→ **Problem details**
Search the records for the word "mask" and copy every line in which it occurs.

::: Provided data :::

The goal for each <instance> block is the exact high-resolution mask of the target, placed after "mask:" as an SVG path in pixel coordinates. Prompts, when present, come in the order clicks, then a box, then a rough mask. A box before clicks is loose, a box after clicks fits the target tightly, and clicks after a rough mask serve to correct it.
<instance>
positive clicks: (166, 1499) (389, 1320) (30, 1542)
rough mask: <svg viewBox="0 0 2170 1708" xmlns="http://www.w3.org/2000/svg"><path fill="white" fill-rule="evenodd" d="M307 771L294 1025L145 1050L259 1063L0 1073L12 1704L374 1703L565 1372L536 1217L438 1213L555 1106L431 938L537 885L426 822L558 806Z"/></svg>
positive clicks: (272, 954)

:::

→ **Task answer**
The goal for each <instance> block is the exact high-resolution mask of the target, placed after "mask:" as an SVG path in pixel coordinates. Prompts, when present, come in the order clicks, then a box, then a rough mask. A box before clicks is loose, a box after clicks fits the target tightly, and clicks after a rough mask serve to correct it.
rough mask: <svg viewBox="0 0 2170 1708" xmlns="http://www.w3.org/2000/svg"><path fill="white" fill-rule="evenodd" d="M307 771L294 1025L145 1050L259 1063L0 1073L12 1704L374 1703L565 1372L536 1217L438 1213L555 1106L431 938L537 885L426 822L558 806Z"/></svg>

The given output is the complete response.